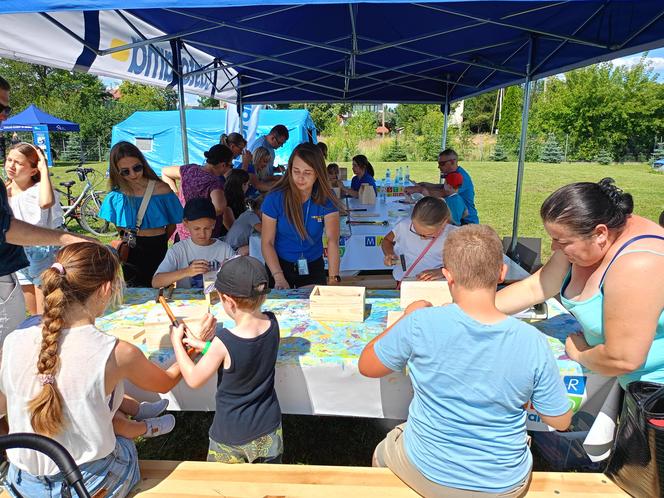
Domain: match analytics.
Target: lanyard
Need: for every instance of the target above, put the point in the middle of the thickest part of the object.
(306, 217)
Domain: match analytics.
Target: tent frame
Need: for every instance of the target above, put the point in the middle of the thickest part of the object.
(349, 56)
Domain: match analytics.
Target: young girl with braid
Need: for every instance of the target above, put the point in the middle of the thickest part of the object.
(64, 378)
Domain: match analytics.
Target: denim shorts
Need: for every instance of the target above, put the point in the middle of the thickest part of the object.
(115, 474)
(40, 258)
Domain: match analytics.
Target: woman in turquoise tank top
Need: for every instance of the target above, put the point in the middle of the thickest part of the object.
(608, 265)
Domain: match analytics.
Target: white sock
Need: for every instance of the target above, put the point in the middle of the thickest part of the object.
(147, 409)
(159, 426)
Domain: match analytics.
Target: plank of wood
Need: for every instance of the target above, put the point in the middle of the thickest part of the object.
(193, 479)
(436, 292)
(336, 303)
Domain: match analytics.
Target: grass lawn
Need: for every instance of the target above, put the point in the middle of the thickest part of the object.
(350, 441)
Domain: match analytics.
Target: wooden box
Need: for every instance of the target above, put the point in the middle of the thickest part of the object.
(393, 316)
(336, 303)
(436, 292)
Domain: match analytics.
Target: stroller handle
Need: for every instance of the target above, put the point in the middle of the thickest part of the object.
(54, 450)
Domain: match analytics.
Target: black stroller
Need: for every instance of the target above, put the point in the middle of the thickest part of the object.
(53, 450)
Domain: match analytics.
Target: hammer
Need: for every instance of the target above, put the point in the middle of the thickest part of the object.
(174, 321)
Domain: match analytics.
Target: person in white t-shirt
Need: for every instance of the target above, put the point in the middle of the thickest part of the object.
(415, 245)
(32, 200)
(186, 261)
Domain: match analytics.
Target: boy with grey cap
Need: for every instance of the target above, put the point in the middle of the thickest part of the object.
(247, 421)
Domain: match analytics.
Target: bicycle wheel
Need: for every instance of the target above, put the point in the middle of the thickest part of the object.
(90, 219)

- Task brief -
Restate each line of the records exactly; pictures do not belong in the copy.

- Correct result -
Domain: match analytics.
Target: lanyard
Need: for every instance of the target above, put the point in the middle of the thickest part of the object.
(306, 217)
Domain: match analytics.
Target: tent frame
Need: for every instance of the target above, put the point in the middle of the thickest part of the object.
(349, 56)
Domain: match analytics.
Target: young girl with braid
Need: for every instance of the target above, put the point in the middle of the thickest part of the object.
(64, 378)
Domain: match analytics.
Target: denim shorts
Need: for every instance of the target above, put the point in the middle of the thickest part of the object.
(115, 474)
(40, 258)
Domain: match analytics.
Target: woman in turquoise tank top
Need: for every instance of the target above, put the point in the middle of the thickest part of the object.
(608, 265)
Domain: match analytics.
Target: white sock
Need: for every instance of the target above, put the point in the middle of the thickest part of the object.
(147, 409)
(159, 426)
Domain: match analytics.
Target: plank of wood
Need: for every instance of the target above, put the point in the middle of the thickest part of the object.
(193, 479)
(436, 292)
(336, 303)
Domain: match analytics.
Target: grass lawn
Need: for every instance of the target above, put the point in the middle of the thickest part of the object.
(350, 441)
Domain: match analytics.
Target: wooden box
Need: for every instance of the target above, put the point in the middle of the thickest part of the object.
(393, 316)
(336, 303)
(436, 292)
Domain: match analytics.
Target: stroller handle
Need: for every instance of the target above, put the point in the middle of the thickest part of the object.
(54, 450)
Domain: match analytics.
Target: black stroller
Need: for every instance of the target above, put the point in the middle of the thickest part of the object.
(53, 450)
Domain: match analytics.
Target: hammer
Need: for every instance of the target above, put the point in the middle of the thickest part of the object.
(174, 321)
Domain: match analytics.
Target: person in white t-shirt
Need: for every instance of the target above, put the point in the middle of the thickest part of the object.
(415, 245)
(32, 200)
(186, 261)
Domain: match analytics.
Target: boy with grey cap
Need: for every instance of the target above, put the point in the middle of the thickest part of the object.
(247, 421)
Domain: match analytics.
Target: bicycle wheel
Need: for every instance of the target above, put the point in the middle of the thickest part of the object.
(90, 219)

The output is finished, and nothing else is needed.